- _LISTA DE ACTIVIDADES_:
**1)** Contesta estas preguntas sobre el texto de Moacyr Barbosa:
(a) ¿Con cuántos partidos jugados se retiró del fútbol?
(b) ¿Cómo se llamaba su esposa?
(c) ¿En qué fecha murió?
**2)** Transcribe sin cambios el fragmento del texto de Moacyr Barbosa que empieza en "Lea también: Historias" y termina en "historia del país.".

Escucha este artículo
Audio generado con IA de Google
0:00
/
0:00
Del número 56 de la calle João Romariz, en el barrio de Ramos, norte de Río de Janeiro, se ve un humo abundante, grisáceo primero, después negro. No es un incendio, tampoco un asado; hay mucha calma para cualquiera de esas situaciones. Dentro, en un silencio total, un hombre de camisa de seda, con una medalla de Nuestra Señora Aparecida, mira el fuego, estupefacto, con el reflejo de la llama en sus pupilas. En una especie de exorcismo, Moacyr Barbosa quema los postes de los arcos del estadio Maracaná, los mismos que fueron una prisión, su prisión, desde el 16 de julio de 1950. En realidad no está quemando los trozos de madera, se está quemando a sí mismo, a su mala suerte, incinerando el día que decidió anticipar lo que iba a hacer Alcides Ghiggia, para terminar viendo cómo la pelota se metía mansamente por un costado callando a una fiera con 203.850 cabezas, a la muchedumbre más grande que alguna vez haya estado junta en un estadio de fútbol.
Lea también: Historias de los mundiales: Vencer o morir
Ese fue el gol más silencioso de la historia, pero también la sentencia más cruel para un hombre que llegó al Mundial de ese año como figura del Vasco da Gama, para el arquero que tapaba sin guantes, recuperado de sus seis fracturas en la mano izquierda y las tres costillas rotas. La furia del pueblo fue contra él, un hombre negro que sufrió del ostracismo de los brasileños por no contener un remate, por causar dolor, depresión, rabia, humillación. “La condena del Maracaná se paga hasta morir”, le dijeron cuando tenía 29 años, cuando dejó de ser un ídolo para la nación, cuando pasó de ser un futbolista venerado y amado a ser el más odiado en la historia del país.
Y ante esta frase, Barbosa respondió con una más contundente, más despiadada con él mismo: “Sólo seré absuelto por la justicia divina, porque para la de los hombres seré un eterno condenado”. A los 43 años se retiró del fútbol con más de 1.300 partidos jugados, con ocho títulos, pero con el peso de la tristeza infinita. Ya en su vejez intentó ir a la concentración de la selección de Brasil antes del Mundial de Estados Unidos en 1994, pero, como era de esperarse, Mario Lobo Zagallo no lo dejó entrar, creyendo que sería de mala suerte que sus jugadores lo vieran, hablaran con él, lo conocieran.
Lea también: El milagro de Berna
No fue la esperanza lo último que perdió Barbosa, como el resto de la gente; fue la dignidad, porque siempre recibió los insultos, mientras el cuerpo se lo permitió, con el mentón paralelo al suelo, con los ojos bien abiertos, como le enseñaron en su casa. Al final del camino tuvo que vivir de la piedad de los amigos, con la pena moral de haber perdido a Clotilde, su esposa, en quien gastó todos sus ahorros para alargar la vida, para derrotar una enfermedad terminal.
Cansado de que siempre le hicieran la misma pregunta (“¿qué recuerdas del gol de Ghiggia?”), Barbosa se dedicó a esperar la muerte, que finalmente llegó el 9 de abril del 2000 en un hospital de Praia Grande, luego de un derrame cerebral, tras 50 años de soportar una condena que debió haber sido colectiva, pero que asumió como propia. Porque sí, ese gol del 2-1 a favor de Uruguay en la final de la Copa del Mundo puede que haya sido su culpa, pero la incapacidad de revertir la situación fue responsabilidad de 10 más.

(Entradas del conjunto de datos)

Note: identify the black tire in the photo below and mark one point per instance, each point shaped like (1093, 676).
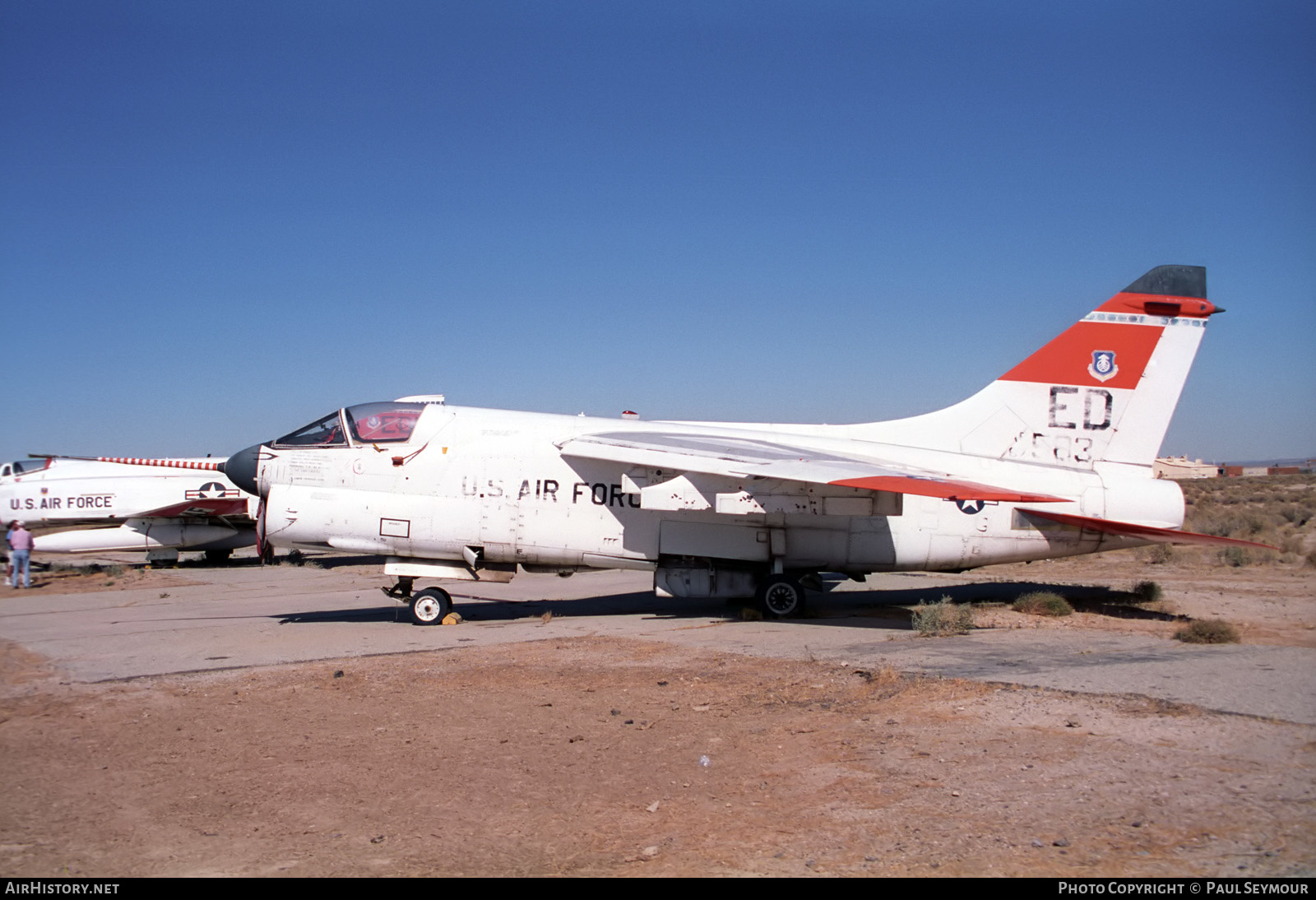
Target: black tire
(431, 607)
(782, 596)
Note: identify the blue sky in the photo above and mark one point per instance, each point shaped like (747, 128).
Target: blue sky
(223, 220)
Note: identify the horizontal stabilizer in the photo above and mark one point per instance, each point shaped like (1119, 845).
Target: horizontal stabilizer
(199, 507)
(1142, 531)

- _RESPUESTAS_:
**1)**
(a) Con más de 1.300 partidos.
(b) Clotilde.
(c) El 9 de abril del 2000.

**2)**
Lea también: Historias de los mundiales: Vencer o morir
Ese fue el gol más silencioso de la historia, pero también la sentencia más cruel para un hombre que llegó al Mundial de ese año como figura del Vasco da Gama, para el arquero que tapaba sin guantes, recuperado de sus seis fracturas en la mano izquierda y las tres costillas rotas. La furia del pueblo fue contra él, un hombre negro que sufrió del ostracismo de los brasileños por no contener un remate, por causar dolor, depresión, rabia, humillación. “La condena del Maracaná se paga hasta morir”, le dijeron cuando tenía 29 años, cuando dejó de ser un ídolo para la nación, cuando pasó de ser un futbolista venerado y amado a ser el más odiado en la historia del país.